Text shown.
....

Of course not all of it is mine I kept about 15K That was what I got to keep for me. All of what I sold was to people from other states because I have a website and all were from other states so I did not charge taxes. I live in California.
Please help I just want to get an idea of how much I will be paying. Thankssssssss

2007-07-16 05:25:57 · 4 answers · asked by Anonymous in Business & Finance Taxes United States

4 answers

TurboTax software is pretty cheap and can give you the answers you need.

2007-07-16 05:33:11 · answer #1 · answered by parcequilfaut 4 · 0 0

First of all, do you have a resale certificate? Basically, a sales tax number? You need one.

Also, you need to calculate you taxes each week. What were your sales, times the sales tax percentage in your town. Then deposit that amount every Friday in a Tax account. (my bank offers free checking so that is route I took. Plus it comes with checks and I just pay my taxes out of that account) This will save you a lot of head aches and heart ache at the end of every quarter.

Next, call your state sales tax office. These are nice people. They are not out to get you. I live in Texas and have even had a lien put on my checking account (before getting the tax account and making weekly deposits) and they were very, very nice and helpful. They have seen and heard it all.

Ask them about Internet sales and out of state sales and what the tax law requires for your situation. You have until the 20th for this quarter so do it today! Don't waste time. Find out how to do this. They will answer all your questions and possibly make suggestions. That is what they are there for. You, the tax payer.

....

Record extracts.
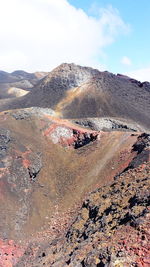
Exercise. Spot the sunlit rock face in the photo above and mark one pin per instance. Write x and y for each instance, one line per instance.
(74, 169)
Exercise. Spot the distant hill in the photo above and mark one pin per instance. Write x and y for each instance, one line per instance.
(17, 79)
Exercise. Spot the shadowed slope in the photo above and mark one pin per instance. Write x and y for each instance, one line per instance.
(81, 92)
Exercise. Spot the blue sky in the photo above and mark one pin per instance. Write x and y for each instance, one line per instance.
(111, 35)
(136, 44)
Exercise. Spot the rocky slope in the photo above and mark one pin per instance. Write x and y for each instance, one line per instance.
(111, 228)
(80, 92)
(74, 169)
(17, 83)
(48, 165)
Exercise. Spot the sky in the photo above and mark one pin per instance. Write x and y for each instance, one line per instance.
(113, 35)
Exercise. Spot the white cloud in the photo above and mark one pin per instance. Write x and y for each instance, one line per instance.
(140, 74)
(41, 34)
(126, 61)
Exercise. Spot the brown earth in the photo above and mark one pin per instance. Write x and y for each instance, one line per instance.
(48, 165)
(81, 92)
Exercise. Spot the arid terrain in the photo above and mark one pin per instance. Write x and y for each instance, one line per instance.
(74, 169)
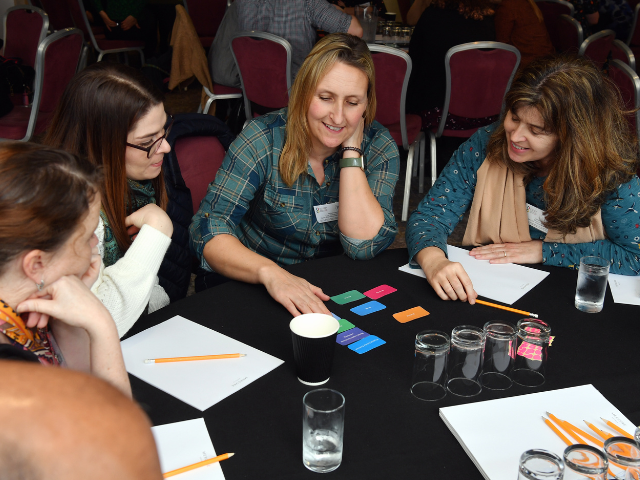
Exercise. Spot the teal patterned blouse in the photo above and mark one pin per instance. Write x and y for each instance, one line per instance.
(451, 196)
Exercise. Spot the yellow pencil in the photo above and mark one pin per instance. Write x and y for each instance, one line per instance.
(617, 428)
(189, 359)
(558, 432)
(219, 458)
(508, 309)
(576, 430)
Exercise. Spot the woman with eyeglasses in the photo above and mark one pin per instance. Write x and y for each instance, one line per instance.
(114, 117)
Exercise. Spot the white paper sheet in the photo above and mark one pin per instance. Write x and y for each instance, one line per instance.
(200, 383)
(185, 443)
(625, 289)
(496, 432)
(505, 283)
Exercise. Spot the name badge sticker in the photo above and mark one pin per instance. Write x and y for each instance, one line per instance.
(327, 212)
(536, 218)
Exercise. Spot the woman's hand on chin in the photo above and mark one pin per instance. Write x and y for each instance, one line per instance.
(294, 293)
(70, 301)
(525, 252)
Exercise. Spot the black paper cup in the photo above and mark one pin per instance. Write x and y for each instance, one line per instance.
(314, 339)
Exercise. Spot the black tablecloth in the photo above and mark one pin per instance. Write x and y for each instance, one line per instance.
(388, 433)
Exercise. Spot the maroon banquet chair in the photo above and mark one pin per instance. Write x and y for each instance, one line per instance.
(24, 28)
(56, 63)
(206, 16)
(393, 68)
(569, 36)
(264, 65)
(478, 76)
(628, 83)
(102, 46)
(598, 46)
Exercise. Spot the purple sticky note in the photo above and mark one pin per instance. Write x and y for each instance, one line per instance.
(350, 336)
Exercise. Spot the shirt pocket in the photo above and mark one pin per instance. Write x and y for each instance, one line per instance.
(284, 214)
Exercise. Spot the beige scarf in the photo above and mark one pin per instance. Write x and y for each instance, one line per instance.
(499, 212)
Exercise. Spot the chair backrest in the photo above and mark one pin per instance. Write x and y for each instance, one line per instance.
(477, 79)
(206, 16)
(634, 34)
(622, 52)
(24, 28)
(393, 68)
(569, 35)
(598, 46)
(628, 83)
(264, 65)
(59, 14)
(199, 159)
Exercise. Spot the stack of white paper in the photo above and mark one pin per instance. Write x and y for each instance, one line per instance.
(200, 383)
(496, 432)
(505, 283)
(185, 443)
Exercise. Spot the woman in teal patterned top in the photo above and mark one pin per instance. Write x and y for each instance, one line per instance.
(564, 139)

....

Instructions.
[A] In the sales tax thread, rewrite the passage from "Also, you need" up to and including "of every quarter.", replacing "Friday" with "Monday".
[B] Copy out each line of the entries that contains the string "chair".

Solutions in order.
[A]
Also, you need to calculate you taxes each week. What were your sales, times the sales tax percentage in your town. Then deposit that amount every Monday in a Tax account. (my bank offers free checking so that is route I took. Plus it comes with checks and I just pay my taxes out of that account) This will save you a lot of head aches and heart ache at the end of every quarter.

[B]
Exercise. Spot the maroon banquet chair in the photo above and mark one pin per instance. Write x and y for each instance, one line per instance.
Exercise. Spot the chair backrest in the photo above and mark one pin per instance. Write x and y for each instance, one line per instance.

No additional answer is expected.